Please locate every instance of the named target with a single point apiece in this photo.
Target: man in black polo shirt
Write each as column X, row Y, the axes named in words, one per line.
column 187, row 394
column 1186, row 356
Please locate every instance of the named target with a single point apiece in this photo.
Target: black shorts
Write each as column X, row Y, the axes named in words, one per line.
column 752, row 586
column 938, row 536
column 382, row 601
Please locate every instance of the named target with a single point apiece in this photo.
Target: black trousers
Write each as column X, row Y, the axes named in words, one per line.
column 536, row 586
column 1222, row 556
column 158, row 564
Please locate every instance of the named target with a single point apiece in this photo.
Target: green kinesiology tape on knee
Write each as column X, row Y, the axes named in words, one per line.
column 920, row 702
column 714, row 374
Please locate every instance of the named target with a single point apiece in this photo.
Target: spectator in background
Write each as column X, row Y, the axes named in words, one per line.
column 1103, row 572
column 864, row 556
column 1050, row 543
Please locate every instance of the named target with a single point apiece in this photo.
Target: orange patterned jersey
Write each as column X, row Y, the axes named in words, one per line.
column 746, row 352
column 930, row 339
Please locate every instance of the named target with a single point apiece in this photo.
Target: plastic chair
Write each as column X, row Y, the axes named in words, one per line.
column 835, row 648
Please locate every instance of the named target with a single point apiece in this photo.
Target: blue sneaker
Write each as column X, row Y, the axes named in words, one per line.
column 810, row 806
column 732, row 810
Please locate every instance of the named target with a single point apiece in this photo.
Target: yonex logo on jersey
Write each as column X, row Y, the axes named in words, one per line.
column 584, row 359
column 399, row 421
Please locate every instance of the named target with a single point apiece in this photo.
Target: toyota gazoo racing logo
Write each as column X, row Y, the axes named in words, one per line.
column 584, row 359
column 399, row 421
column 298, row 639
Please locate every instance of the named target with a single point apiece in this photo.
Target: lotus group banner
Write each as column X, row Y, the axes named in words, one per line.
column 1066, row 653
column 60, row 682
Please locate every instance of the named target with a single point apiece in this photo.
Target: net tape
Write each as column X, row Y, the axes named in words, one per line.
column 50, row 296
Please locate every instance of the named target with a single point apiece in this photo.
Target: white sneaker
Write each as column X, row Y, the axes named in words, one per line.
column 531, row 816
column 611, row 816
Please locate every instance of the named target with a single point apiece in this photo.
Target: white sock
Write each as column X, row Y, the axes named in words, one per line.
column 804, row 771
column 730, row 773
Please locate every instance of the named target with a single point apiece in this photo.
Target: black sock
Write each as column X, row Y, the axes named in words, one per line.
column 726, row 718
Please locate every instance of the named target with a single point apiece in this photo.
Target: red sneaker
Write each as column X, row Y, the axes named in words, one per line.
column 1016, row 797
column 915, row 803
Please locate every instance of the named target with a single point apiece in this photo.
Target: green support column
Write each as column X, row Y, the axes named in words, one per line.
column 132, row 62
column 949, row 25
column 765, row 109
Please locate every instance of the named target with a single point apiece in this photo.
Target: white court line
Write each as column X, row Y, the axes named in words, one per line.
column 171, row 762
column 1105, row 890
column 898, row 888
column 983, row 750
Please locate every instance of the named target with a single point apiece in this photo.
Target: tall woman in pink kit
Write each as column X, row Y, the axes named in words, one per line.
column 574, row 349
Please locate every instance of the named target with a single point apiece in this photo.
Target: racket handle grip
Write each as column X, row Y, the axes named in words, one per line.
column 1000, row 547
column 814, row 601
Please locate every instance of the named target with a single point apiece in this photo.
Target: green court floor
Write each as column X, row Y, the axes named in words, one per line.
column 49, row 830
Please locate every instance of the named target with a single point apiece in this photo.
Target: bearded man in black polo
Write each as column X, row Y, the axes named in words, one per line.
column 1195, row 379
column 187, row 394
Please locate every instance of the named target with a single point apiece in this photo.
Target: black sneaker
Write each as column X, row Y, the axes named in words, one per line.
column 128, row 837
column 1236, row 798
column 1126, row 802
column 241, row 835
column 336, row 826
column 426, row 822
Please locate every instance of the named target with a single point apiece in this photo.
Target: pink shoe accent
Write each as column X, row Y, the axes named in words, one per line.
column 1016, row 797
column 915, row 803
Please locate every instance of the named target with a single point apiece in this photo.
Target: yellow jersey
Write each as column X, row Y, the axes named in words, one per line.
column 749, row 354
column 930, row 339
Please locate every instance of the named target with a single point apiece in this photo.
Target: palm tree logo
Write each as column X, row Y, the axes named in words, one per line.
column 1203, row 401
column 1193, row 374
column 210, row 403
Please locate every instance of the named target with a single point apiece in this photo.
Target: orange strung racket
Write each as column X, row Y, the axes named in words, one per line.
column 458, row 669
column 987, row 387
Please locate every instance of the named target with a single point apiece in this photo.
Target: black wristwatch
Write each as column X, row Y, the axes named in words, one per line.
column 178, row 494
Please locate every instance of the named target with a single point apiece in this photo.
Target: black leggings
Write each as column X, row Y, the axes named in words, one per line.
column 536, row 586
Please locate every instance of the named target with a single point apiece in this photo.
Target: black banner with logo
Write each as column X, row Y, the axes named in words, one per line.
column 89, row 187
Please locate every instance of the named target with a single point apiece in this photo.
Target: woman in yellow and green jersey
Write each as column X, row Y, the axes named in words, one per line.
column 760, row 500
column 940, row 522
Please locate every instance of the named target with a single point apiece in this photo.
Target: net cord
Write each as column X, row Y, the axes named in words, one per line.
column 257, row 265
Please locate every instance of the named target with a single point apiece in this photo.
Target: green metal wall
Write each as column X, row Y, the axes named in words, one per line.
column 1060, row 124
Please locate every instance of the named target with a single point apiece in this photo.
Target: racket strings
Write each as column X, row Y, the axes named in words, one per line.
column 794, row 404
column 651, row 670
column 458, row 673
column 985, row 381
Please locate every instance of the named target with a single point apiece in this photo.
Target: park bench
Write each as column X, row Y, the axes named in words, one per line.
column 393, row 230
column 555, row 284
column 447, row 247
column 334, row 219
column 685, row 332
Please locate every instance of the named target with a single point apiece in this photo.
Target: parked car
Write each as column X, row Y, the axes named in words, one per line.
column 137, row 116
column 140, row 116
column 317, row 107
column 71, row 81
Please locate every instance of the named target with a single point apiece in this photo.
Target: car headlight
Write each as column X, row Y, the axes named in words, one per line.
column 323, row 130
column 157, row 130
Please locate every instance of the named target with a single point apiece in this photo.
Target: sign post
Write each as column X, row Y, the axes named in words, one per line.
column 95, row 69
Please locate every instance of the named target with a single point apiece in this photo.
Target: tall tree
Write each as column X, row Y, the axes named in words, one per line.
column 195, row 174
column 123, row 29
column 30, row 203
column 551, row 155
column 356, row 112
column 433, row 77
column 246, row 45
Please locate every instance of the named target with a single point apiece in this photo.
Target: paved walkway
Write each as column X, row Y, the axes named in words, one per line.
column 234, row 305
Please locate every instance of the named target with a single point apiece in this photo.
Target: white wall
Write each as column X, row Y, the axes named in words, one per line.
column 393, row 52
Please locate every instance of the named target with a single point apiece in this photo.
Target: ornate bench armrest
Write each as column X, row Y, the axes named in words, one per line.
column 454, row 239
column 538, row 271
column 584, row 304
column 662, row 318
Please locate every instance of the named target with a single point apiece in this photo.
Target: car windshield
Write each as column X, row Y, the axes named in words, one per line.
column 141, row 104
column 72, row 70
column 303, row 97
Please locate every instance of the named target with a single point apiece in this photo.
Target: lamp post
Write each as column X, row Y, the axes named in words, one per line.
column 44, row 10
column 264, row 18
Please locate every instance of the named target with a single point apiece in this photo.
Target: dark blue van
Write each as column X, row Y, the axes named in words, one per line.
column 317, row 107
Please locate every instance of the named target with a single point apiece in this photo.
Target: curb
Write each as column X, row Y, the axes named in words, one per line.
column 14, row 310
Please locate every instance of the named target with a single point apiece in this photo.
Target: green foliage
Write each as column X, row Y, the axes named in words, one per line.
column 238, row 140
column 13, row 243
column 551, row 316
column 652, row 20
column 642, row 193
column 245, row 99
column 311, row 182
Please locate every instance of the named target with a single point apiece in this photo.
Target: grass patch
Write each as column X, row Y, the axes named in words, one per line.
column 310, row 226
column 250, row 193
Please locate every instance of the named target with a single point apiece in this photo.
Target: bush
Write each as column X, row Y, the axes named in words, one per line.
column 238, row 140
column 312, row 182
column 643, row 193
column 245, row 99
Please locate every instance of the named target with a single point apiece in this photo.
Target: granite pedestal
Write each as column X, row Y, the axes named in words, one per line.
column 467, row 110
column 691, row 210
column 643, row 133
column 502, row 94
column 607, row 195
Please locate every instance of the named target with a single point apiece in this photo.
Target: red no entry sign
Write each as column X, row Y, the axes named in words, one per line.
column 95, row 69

* What is required:
Render the material above as a two-column CSV with the headers ask and response. Begin at the start of the material and stop after the line that contains "column 158, row 564". Each row holds one ask and its response, each in a single quoted field with line breaks replaced by spaces.

* Problem solution:
ask,response
"Please locate every instance of the named target with a single point apiece in this photo. Target: man in black polo shirt Write each as column X, row Y, the axes named in words, one per line.","column 187, row 394 column 1186, row 356"
"Please locate every instance of the named target with a single point apiece in this photo. Target: black shorts Write each as column X, row Y, the axes named in words, one per line.","column 752, row 586 column 938, row 536 column 382, row 601"
"Please locate every instance of the named target with a single point apiece in this photo. Target: black trousers Write each as column X, row Y, the axes named in words, one per line.","column 536, row 586 column 1222, row 556 column 158, row 564"